_Instructions for the task_
Your reply should consist solely of the lines from the one containing "Target: blurred street background" through the end of the data, restated word for word.

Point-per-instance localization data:

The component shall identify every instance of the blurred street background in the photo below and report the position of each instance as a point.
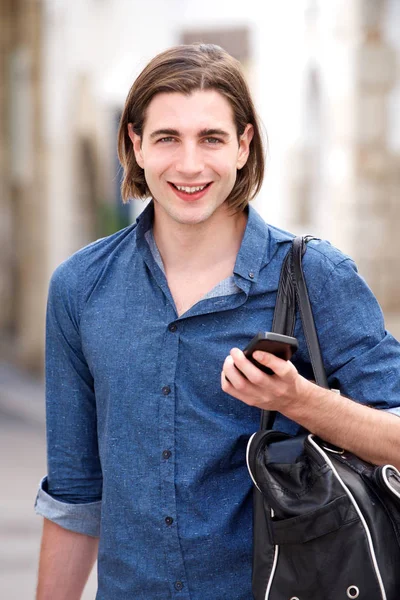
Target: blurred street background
(325, 75)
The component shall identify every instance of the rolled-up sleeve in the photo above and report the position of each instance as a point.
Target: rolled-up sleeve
(81, 518)
(71, 493)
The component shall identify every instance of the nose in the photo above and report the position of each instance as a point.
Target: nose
(189, 160)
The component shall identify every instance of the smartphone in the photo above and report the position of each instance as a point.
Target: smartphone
(282, 346)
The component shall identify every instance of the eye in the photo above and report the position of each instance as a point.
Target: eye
(213, 141)
(166, 140)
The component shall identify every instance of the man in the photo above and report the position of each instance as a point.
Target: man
(146, 435)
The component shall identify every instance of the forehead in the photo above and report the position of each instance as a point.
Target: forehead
(202, 109)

_Solution_
Target: blurred street background
(325, 75)
The component shall identify every instance of the rolled-up sleeve in the photo above and report the position of each instance as a point.
Target: rolled-up sleeve
(81, 518)
(71, 493)
The component shall identify every instance of the nose in the photo above and report the position of each instance as a point.
Target: nose
(189, 160)
The component shall identify every instance of the smartphone in the photo above and report the position of each instance as a point.
Target: smartphone
(282, 346)
The component shall identify every instance of the eye in the photo above and report the position of each instance as a point.
Target: eye
(213, 141)
(166, 140)
The component shall identify every instance of the man in the photo above and report the position of each instance as a point.
Target: man
(146, 435)
The component shall identify every instance of the forehead in the photo above and report the position of each instance as a point.
Target: forehead
(202, 109)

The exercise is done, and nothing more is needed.